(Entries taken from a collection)
────────
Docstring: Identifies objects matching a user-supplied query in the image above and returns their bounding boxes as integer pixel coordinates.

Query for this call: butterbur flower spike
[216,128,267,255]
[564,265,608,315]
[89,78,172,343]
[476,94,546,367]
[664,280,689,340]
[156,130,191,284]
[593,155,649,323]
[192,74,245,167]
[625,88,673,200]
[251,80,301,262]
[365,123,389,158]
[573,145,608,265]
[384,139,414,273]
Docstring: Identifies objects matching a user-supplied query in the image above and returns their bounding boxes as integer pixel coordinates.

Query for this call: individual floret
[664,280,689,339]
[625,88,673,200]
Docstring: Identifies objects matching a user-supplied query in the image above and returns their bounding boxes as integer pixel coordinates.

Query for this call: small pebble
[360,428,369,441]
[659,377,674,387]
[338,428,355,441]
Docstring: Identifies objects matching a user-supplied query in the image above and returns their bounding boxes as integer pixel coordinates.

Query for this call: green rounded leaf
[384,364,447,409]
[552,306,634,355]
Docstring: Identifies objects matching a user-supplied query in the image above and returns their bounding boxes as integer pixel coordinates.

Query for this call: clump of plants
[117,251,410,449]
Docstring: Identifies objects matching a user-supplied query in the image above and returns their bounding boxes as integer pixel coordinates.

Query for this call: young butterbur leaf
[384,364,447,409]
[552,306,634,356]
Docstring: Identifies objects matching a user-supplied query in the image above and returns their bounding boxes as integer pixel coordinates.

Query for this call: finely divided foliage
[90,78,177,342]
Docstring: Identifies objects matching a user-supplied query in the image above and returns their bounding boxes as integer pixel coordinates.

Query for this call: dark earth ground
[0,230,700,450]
────────
Job => Extract all of the material exactly as it is written.

Written answer =>
Docstring: Identifies objects matching a user-supplied query in the image above and returns their bounding boxes as integer pixel coordinates.

Query for this call: butterbur flower spike
[216,128,267,255]
[564,265,608,315]
[89,78,172,343]
[476,94,546,367]
[664,280,689,340]
[156,130,191,284]
[593,155,649,323]
[192,74,245,167]
[625,88,673,200]
[251,80,301,262]
[365,123,389,158]
[573,145,608,265]
[384,139,414,273]
Docstring: Identifies objects matching a user-supplied query in the image above and returns their bounding boxes as integer pixel coordinates.

Query for this call: individual floret
[664,280,689,339]
[625,88,673,200]
Docstring: Identifies objects matching a user-supplied query in the image above and returns their bounding boxes as integer pixel coordinates.

Query for this call: small pebble
[360,428,369,441]
[659,377,674,387]
[338,428,355,441]
Docstring: Identifies objects matching a user-supplied query in the image above and returns their bounding boxes as integer pixel coordinates.

Query for this call: green rounded leaf
[384,364,447,409]
[552,306,634,355]
Docstring: Identifies objects matching a user-supplied query in the image above and returns their bounding boxes as integer pixel coordinates.

Query for this call: clump of plants
[117,251,410,449]
Docstring: Identifies objects matching a user-supplied query in the image above and returns their bounding boxes as integer pixel coordinates.

Query for this call: young butterbur leaf
[384,364,447,409]
[552,306,634,356]
Docstring: Identifies objects matching a user-supplied query in the image above and returns their bounding boxes as integer pixel coordinates.

Query for this call: finely divided foliage
[90,78,177,342]
Docstring: Identifies objects matching a user-supplied query in the image above and returns their bounding boxes as integer pixel coordinates.

Query for this call: dark earth ground
[0,230,700,450]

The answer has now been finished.